§ Task a:
Decide whether each statement below agrees with the forum post about the Jotul F100. Answer yes or no for each one, and quote the exact words from the post that decide it.
(i) The poster plans to use the stove as the main source of heat.
(ii) The poster has read that, without an ashpan, ashes can spill out the front when the door is opened.
(iii) According to the poster's reading, smoke spillage on reload seems practically unavoidable.

§ Reading passage:
......

# Calling all Jotul F100 owners. . .



## swhitderson (Jan 7, 2012)

Morning gents,

New to the forum - and to the industry.  I am considering my first wood stove and have nearly settled on the F100 (don't need anything larger for my application - 1ksf in SC for supplemental & backup heating purposes).

However!  I have been lurking hereabouts (great forum) and have read about a couple of aspects and would like some clarification from experienced owners:

1. Smoke spillage on reload - I have read that this seems to be a fairly common experience as well as how the design of the stove contributes to it.  Makes it sound practically unavoidable.  So here's my question - have any of you F100 guys managed to avoid this result?  If so, how?

2.  Lack of an ashpan - I am pretty unclear on the advantages of an ash pan.  As a guy with NO experience in these matters it seems like it would just make things easier to clean rather than having to dig them out of the firebox.  Also, I have read that without the ashpan underneath the ashes tend to build up in the firebox and spill out the front when opening the door.  Again, what is your experience here?

......

§ Stored rows:

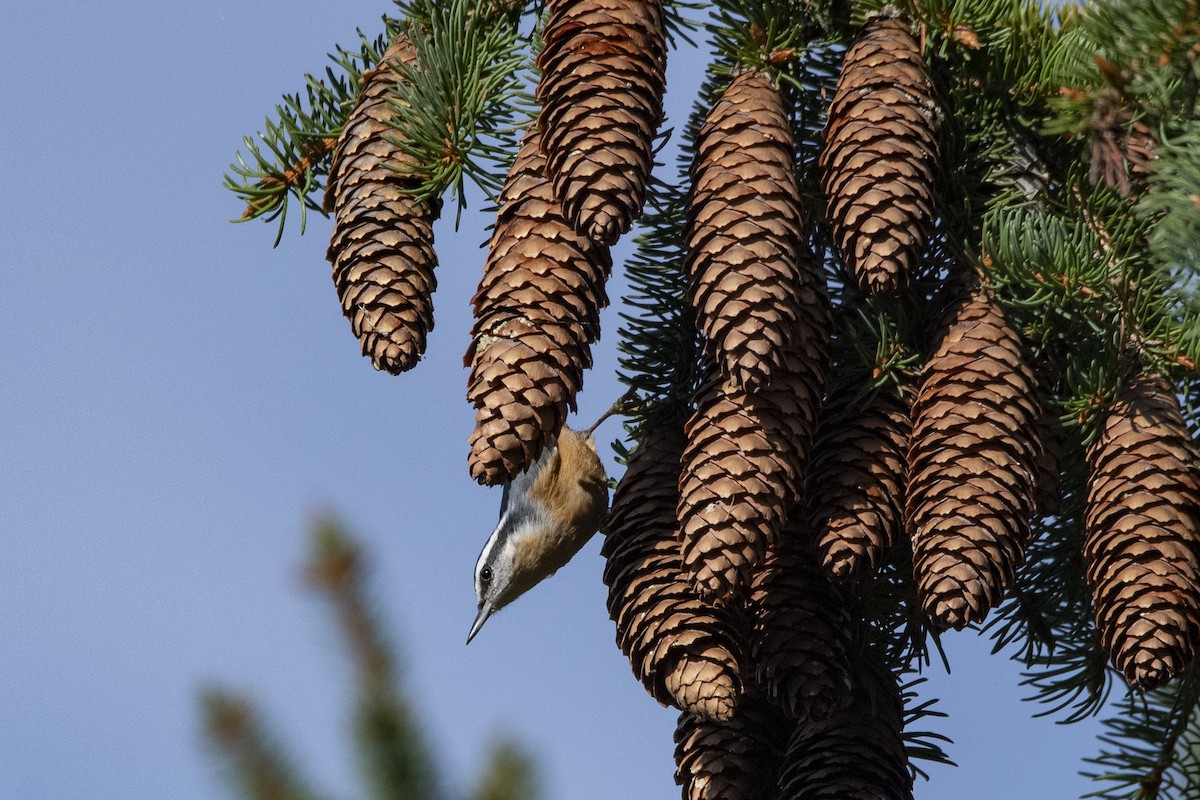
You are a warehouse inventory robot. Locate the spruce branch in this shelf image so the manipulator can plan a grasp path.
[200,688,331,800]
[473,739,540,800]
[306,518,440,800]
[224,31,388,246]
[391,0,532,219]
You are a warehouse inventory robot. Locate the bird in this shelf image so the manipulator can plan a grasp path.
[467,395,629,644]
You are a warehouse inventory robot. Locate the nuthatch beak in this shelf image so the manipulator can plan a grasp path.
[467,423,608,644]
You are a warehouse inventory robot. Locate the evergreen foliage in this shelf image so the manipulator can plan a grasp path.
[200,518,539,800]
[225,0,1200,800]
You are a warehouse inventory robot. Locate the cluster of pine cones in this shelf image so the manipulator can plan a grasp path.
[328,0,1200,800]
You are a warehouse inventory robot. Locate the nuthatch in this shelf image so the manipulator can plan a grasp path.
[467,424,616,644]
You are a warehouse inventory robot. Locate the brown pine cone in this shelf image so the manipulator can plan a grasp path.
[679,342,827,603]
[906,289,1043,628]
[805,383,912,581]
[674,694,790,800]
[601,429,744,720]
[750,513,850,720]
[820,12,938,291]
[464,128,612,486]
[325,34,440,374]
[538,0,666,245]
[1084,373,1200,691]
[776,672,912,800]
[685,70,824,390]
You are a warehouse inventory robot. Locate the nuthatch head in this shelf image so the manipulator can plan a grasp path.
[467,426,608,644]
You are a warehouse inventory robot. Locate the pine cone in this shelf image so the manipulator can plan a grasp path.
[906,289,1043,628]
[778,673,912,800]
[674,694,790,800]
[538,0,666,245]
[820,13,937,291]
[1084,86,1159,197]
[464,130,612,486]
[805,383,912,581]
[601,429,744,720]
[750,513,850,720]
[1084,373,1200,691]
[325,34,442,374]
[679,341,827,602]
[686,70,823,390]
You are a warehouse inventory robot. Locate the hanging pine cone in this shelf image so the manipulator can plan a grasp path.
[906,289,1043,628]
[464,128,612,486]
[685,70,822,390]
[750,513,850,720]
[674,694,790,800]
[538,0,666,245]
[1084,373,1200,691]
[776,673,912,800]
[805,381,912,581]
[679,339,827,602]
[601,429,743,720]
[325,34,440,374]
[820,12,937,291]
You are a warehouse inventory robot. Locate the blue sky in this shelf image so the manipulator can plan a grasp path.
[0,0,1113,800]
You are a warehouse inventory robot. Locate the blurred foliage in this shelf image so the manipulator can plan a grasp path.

......

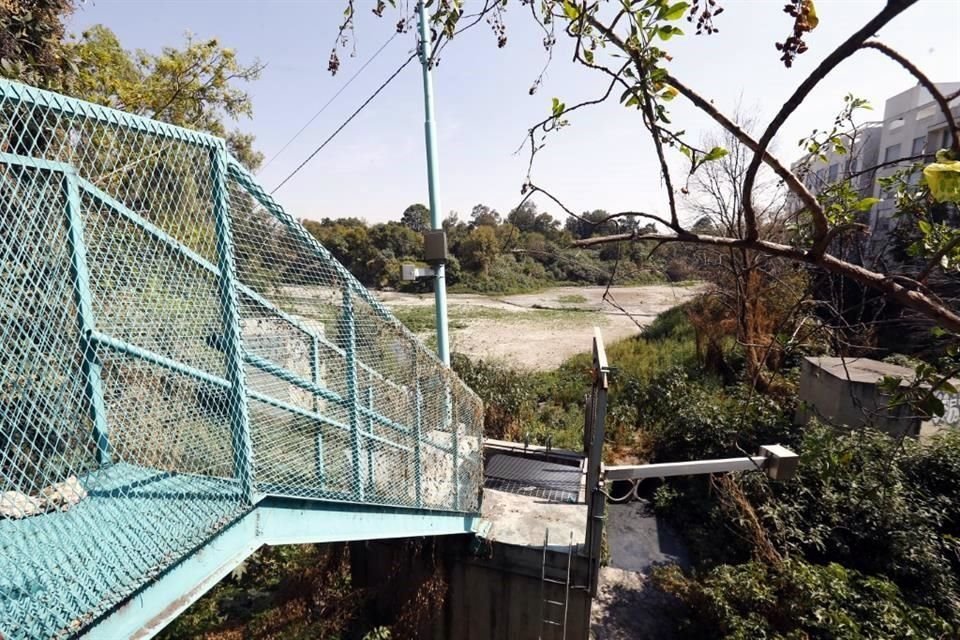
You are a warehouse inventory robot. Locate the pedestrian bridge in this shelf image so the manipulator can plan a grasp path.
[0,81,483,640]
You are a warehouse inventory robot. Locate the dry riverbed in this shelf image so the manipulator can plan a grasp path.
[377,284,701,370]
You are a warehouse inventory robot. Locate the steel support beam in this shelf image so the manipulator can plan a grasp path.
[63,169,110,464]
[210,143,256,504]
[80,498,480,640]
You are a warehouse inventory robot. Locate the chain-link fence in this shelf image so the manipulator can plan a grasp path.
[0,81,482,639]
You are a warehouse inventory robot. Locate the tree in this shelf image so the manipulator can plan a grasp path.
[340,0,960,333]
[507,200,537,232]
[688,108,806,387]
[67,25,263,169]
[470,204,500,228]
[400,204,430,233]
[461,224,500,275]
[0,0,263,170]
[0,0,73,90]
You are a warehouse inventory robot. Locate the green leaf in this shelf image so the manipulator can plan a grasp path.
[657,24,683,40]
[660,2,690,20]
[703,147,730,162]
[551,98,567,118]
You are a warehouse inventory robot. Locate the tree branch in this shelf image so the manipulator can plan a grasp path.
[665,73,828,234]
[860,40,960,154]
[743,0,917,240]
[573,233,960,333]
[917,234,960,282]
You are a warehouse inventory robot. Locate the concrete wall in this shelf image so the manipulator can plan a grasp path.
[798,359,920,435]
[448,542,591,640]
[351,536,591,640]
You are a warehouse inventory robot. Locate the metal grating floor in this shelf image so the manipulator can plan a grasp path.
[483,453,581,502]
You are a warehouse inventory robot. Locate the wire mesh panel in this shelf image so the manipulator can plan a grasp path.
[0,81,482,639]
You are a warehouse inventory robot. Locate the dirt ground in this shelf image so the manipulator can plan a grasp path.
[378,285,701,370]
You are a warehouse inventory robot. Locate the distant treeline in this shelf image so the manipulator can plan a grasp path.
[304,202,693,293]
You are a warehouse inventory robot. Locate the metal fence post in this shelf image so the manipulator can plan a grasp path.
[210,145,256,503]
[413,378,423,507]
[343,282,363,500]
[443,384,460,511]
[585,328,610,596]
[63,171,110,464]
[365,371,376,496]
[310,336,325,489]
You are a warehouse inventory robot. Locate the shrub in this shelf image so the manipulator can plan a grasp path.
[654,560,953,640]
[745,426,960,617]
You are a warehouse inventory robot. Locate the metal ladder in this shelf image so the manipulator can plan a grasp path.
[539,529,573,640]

......

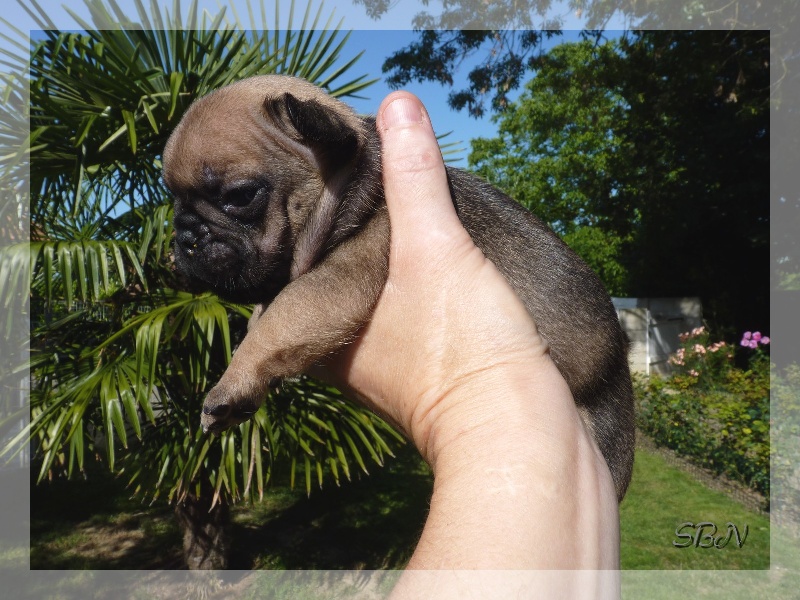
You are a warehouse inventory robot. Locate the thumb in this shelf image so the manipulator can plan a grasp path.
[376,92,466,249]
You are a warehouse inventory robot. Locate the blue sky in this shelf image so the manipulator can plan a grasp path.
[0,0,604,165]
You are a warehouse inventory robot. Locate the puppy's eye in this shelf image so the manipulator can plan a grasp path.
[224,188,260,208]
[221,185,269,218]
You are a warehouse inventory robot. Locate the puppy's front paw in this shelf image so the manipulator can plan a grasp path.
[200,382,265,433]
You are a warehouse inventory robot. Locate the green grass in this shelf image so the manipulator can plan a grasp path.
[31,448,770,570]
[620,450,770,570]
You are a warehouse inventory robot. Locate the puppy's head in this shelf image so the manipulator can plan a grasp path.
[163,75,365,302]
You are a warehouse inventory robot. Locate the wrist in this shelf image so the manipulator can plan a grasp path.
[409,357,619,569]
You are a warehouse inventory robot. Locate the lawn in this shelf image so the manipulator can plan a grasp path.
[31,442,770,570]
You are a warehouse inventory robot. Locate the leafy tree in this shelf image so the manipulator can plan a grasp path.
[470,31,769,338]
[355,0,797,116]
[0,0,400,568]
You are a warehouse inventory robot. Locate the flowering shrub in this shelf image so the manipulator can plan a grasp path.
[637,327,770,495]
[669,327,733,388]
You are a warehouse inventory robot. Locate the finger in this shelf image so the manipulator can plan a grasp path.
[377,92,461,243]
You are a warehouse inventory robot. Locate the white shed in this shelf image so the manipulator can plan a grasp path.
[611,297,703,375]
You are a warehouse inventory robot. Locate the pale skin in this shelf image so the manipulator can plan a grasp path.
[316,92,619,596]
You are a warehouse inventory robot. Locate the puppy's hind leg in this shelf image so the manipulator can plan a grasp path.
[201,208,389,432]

......

§ Task b:
In the records, take the lines from the line with "You are a warehouse inventory robot. Locate the leafy" up to and including the line with "[669,327,733,388]". Write out only those lines, replacing "shelf image" with "stock bin" wherever it appears and leaving everything else unchanged.

§ Worked answer a:
(i) No: "supplemental & backup heating purposes"
(ii) Yes: "without the ashpan underneath the ashes tend to build up in the firebox and spill out the front when opening the door"
(iii) Yes: "Makes it sound practically unavoidable."

§ Worked answer b:
You are a warehouse inventory robot. Locate the leafy tree in this stock bin so the manipulator can plan a grasp path.
[470,31,769,338]
[355,0,797,116]
[0,0,400,568]
You are a warehouse inventory robot. Locate the flowering shrub in this stock bin so the manipulator can plan a grasp path.
[637,327,770,495]
[669,327,733,388]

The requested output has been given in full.